MATERIAL FOR THIS EXERCISE:
★ ★ ★
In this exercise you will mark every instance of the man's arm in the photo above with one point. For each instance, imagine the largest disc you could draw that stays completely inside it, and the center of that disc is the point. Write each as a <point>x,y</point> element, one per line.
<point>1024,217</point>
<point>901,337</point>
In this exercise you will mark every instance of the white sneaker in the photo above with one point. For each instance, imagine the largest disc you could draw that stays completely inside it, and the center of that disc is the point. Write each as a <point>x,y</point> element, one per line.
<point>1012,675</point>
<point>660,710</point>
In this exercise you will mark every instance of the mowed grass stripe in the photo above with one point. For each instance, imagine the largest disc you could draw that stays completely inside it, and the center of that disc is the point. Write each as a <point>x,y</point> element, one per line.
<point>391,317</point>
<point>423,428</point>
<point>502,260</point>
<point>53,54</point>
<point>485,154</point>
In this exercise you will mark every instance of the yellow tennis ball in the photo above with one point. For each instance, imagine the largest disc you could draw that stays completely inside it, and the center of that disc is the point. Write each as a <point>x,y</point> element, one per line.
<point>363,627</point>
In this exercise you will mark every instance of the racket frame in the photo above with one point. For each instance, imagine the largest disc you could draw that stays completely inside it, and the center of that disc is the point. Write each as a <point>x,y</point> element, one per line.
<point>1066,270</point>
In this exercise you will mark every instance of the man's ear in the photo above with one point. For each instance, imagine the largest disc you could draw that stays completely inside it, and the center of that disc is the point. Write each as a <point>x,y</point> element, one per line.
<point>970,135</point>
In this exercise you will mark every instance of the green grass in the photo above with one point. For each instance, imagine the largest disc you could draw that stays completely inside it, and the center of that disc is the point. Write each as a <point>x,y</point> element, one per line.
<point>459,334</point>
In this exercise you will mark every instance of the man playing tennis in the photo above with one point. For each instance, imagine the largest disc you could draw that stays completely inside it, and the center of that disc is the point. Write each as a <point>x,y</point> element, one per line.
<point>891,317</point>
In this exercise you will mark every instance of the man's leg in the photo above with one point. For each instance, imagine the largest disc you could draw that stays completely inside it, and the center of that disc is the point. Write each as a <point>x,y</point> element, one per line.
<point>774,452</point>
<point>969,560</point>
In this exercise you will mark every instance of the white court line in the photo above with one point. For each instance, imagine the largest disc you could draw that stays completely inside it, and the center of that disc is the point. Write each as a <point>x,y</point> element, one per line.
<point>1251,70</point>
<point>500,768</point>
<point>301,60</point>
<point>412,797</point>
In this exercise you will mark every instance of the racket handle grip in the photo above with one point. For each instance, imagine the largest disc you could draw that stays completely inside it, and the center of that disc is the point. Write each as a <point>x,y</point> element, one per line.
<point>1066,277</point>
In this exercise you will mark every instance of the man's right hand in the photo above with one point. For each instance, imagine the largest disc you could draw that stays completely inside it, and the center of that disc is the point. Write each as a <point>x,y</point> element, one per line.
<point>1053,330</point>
★ ★ ★
Update the records so that every "disc" reads "circle", leaving everything else unchanged.

COMPLETED EXERCISE:
In this exercise you will mark every instance of the man's arm in the photo above with one point. For each instance, imagine the largest circle you could draw that stays completely inside it, and the center of that circle is the point. Write each as a <point>x,y</point> element, one per line.
<point>1024,217</point>
<point>901,337</point>
In this exercise you will mark every instance of the white sneaker in the photo above with one point. For each instance, imagine the largest circle you could draw that stays completely inside it, and the center of that circle is the point. Write each as a <point>x,y</point> element, one per line.
<point>1012,675</point>
<point>660,710</point>
In this exercise you will mark every instance of the mowed grass stripe in the photo above with one point. For each instance, imagine the largest circle you could draw that stays completely inside it, and the center of that circle is the point. Write each as a <point>x,y</point> element, one per line.
<point>391,317</point>
<point>423,428</point>
<point>502,260</point>
<point>53,54</point>
<point>485,154</point>
In this exercise you will mark every instance of the yellow tennis ball in the photo above with one point. For each instance, imagine the largest circle you could draw that stays completely inside it, and the center of that circle is the point. Write each as a <point>x,y</point> element, one per line.
<point>363,627</point>
In this exercise you will mark every instance of the racket frame in the photo above with one point. For each instance, imagine the largest circle you could draw that stays completely inside it, and the center of that circle is the point. Write each as a <point>x,y</point> element, one per line.
<point>1066,270</point>
In this exercise you will mark every instance of the man's ear in the photo above with one point. For each instance, imagine the largest circle you could draw that stays completely inside it, and the center of that circle is the point. Write each as a <point>x,y</point> element, one per line.
<point>970,135</point>
In this exercise you will mark every instance of the green grass in the photo above with one point. For each instance, imagine the largest circle you could draw that stays completely inside it, and the center of that circle is the point. Write each as a <point>x,y</point> element, one per line.
<point>459,334</point>
In this exercise you will mark every instance of the man playing tennis in the photo above with one point. For each instance, imagine the largest circle you could draw that stays completely inside it, and the center of that circle is the point. Write each as a <point>x,y</point> element, one per line.
<point>891,317</point>
In this exercise you will mark every instance of the man's leg in the photo above with one point. For each instance, imagine the largest circle you could draw that stays completely inside it, and the center of that circle is the point. Write each as a <point>x,y</point> element, one per line.
<point>774,452</point>
<point>969,560</point>
In this exercise you will mark every instance of the white court line in the photo above with one point. For each instance, imagine the largest circle you could draw that stays completely inside it, and the center of that circle is the point. Write each as a <point>x,y</point> element, one per line.
<point>1251,70</point>
<point>500,768</point>
<point>301,60</point>
<point>412,797</point>
In this exercise you will mark every instance of the racket handle grip in the photo above with one point. For each instance, imagine the largest circle you could draw that stays completely inside it, and the center of that circle is the point. Write each as a <point>x,y</point> element, one per line.
<point>1066,277</point>
In this exercise you will mark every instance of the man's right hand in the photo above with one point. For each instance, imagine the largest circle you could draw that stays completely inside it, and the center of that circle is the point. Write each as a <point>x,y</point> element, one per line.
<point>1053,330</point>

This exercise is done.